EXERCISE REQUIREMENTS: Every entry has to be output exactly, with none skipped.

Start of RECORDS PROVIDED

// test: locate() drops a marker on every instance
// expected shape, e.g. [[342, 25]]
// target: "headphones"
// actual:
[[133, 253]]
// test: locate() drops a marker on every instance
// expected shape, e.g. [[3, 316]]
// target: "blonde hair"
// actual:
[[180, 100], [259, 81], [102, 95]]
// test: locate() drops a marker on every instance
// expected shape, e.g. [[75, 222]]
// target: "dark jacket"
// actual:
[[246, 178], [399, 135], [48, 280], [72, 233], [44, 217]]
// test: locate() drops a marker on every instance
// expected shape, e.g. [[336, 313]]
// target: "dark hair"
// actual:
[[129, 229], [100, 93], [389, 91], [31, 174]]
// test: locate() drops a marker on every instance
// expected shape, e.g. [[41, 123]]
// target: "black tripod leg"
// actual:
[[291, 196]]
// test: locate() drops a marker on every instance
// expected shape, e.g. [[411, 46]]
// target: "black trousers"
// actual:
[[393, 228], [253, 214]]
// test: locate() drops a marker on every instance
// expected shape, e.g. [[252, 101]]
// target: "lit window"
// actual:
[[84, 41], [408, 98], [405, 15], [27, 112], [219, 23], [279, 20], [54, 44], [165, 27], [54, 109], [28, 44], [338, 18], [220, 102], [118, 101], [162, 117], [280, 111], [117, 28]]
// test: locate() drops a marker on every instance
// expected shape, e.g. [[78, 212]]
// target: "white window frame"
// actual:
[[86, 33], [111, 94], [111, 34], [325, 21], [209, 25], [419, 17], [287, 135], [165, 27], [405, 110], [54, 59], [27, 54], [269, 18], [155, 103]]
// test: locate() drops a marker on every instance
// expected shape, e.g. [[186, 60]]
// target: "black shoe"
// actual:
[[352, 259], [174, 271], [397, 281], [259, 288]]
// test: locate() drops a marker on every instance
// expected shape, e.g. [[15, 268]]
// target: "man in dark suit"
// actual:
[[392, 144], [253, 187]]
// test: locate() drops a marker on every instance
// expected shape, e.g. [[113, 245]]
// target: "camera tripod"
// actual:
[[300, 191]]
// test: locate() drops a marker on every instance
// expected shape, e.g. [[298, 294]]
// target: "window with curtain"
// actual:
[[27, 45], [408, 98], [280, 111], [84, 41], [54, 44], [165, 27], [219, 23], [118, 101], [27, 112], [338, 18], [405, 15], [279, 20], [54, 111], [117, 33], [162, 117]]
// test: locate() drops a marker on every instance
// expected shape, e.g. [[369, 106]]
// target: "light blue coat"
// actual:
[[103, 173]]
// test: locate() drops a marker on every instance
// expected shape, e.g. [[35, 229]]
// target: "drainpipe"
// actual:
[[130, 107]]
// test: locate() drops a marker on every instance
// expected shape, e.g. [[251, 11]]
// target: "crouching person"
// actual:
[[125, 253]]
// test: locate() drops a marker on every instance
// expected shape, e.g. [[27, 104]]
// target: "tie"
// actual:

End of RECORDS PROVIDED

RESPONSE:
// test: locate() drops a marker on every instance
// expected shape, e.g. [[342, 25]]
// target: "headphones"
// actual:
[[133, 253]]
// test: locate() drops a marker on every instance
// expected shape, e.g. [[3, 316]]
// target: "blonde hair"
// actual:
[[180, 100], [259, 81], [102, 95]]
// test: locate() drops a marker on every instance
// expected shape, e.g. [[75, 222]]
// target: "dark jacket"
// actual:
[[246, 178], [399, 135], [48, 280], [72, 233], [44, 217]]
// test: locate() drops a marker on every instance
// expected shape, e.g. [[336, 313]]
// target: "dark hair"
// actual:
[[129, 229], [100, 93], [389, 91], [31, 174]]
// test: locate() drops a marker on every instance
// expected shape, e.g. [[41, 123]]
// target: "black tripod leg"
// actual:
[[291, 196]]
// test: locate() drops a marker on every instance
// expected shape, e.g. [[411, 46]]
// target: "black trousers"
// actual:
[[393, 228], [253, 214]]
// test: locate() drops a marker on every instance
// expected shape, e.g. [[252, 101]]
// target: "lit window"
// actual:
[[84, 41], [408, 98], [405, 15], [27, 112], [219, 23], [279, 20], [54, 44], [165, 27], [54, 109], [28, 44], [338, 18], [220, 102], [118, 101], [162, 117], [280, 111], [117, 28]]
// test: locate() drops a marker on every instance
// expected shape, e.g. [[78, 212]]
// target: "white window frame"
// actual:
[[86, 33], [111, 94], [111, 34], [325, 21], [209, 25], [419, 17], [287, 135], [165, 27], [405, 110], [54, 59], [27, 54], [269, 18], [155, 103]]
// test: locate() drops a marker on every instance
// expected shape, e.g. [[186, 60]]
// target: "black shoe"
// actual:
[[352, 259], [174, 271], [397, 281], [259, 288]]
// test: locate() drops a marker on every instance
// expected shape, e.g. [[15, 268]]
// target: "man in dark suit"
// actual:
[[392, 144], [253, 187]]
// test: locate() drops a marker on every instance
// expected shape, e.g. [[113, 245]]
// target: "camera tripod"
// actual:
[[300, 191]]
// test: locate() drops a marker on every instance
// expected shape, e.g. [[298, 294]]
// target: "window with curtain"
// actual:
[[27, 45], [408, 98], [280, 111], [84, 41], [54, 44], [165, 27], [219, 23], [118, 101], [27, 112], [338, 18], [405, 15], [279, 20], [54, 111], [117, 33], [162, 117]]
// test: locate() drops a marker on every instance
// expected shape, e.g. [[369, 106]]
// target: "light blue coat"
// actual:
[[103, 173]]
// test: locate() drops a marker on every instance
// expected shape, e.g. [[35, 229]]
// target: "drainpipe"
// actual:
[[130, 107]]
// test: locate() drops a marker on every instance
// expected shape, e.g. [[251, 11]]
// target: "crouching person"
// actual:
[[125, 253]]
// test: locate() drops a marker on every instance
// expected shape, e.g. [[27, 104]]
// target: "tie"
// actual:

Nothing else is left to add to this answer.